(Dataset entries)
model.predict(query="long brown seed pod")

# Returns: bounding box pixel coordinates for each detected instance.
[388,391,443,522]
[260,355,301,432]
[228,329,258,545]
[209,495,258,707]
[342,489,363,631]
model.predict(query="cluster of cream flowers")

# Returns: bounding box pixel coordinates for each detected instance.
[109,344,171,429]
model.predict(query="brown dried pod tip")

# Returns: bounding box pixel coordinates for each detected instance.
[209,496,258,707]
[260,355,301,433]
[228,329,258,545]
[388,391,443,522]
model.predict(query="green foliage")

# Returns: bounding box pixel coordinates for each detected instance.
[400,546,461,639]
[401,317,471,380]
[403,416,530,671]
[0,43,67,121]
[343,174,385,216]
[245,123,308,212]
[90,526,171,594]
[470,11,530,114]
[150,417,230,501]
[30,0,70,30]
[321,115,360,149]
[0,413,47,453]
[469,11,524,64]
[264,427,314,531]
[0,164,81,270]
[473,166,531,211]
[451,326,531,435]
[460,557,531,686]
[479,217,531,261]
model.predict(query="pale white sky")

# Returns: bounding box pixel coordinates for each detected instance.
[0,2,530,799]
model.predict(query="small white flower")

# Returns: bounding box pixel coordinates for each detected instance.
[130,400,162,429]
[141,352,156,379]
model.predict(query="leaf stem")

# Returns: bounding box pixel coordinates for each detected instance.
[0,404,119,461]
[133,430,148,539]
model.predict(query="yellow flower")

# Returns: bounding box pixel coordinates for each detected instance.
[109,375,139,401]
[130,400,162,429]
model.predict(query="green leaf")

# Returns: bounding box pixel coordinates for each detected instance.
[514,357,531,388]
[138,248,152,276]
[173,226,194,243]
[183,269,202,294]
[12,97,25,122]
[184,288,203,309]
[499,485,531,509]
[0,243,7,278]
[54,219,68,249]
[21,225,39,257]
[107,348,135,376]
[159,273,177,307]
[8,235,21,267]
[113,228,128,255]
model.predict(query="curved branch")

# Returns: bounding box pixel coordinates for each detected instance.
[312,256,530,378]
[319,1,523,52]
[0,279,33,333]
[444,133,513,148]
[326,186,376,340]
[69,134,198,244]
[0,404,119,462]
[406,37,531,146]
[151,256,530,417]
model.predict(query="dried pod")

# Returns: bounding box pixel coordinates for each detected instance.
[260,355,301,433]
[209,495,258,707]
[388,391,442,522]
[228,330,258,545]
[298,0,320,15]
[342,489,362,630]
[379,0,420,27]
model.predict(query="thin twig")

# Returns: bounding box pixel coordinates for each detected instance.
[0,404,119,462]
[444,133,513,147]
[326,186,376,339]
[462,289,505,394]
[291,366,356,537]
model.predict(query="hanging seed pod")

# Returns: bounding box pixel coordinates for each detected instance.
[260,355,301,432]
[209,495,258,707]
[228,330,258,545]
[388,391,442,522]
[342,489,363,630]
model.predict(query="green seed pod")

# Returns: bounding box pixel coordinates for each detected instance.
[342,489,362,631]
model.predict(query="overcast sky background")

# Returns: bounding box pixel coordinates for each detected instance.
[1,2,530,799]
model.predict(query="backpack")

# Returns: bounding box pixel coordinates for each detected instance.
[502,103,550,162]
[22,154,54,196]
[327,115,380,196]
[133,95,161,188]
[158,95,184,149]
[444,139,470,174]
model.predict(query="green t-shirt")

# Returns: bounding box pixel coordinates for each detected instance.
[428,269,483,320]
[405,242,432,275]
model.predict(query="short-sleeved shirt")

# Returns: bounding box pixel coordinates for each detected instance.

Instructions to follow
Pick out every line above that contains the word "green" and copy it.

Result below
model.predict(query="green foliage")
model.predict(query="green leaf")
model.predict(query="green seed pod")
model.predict(query="green t-shirt")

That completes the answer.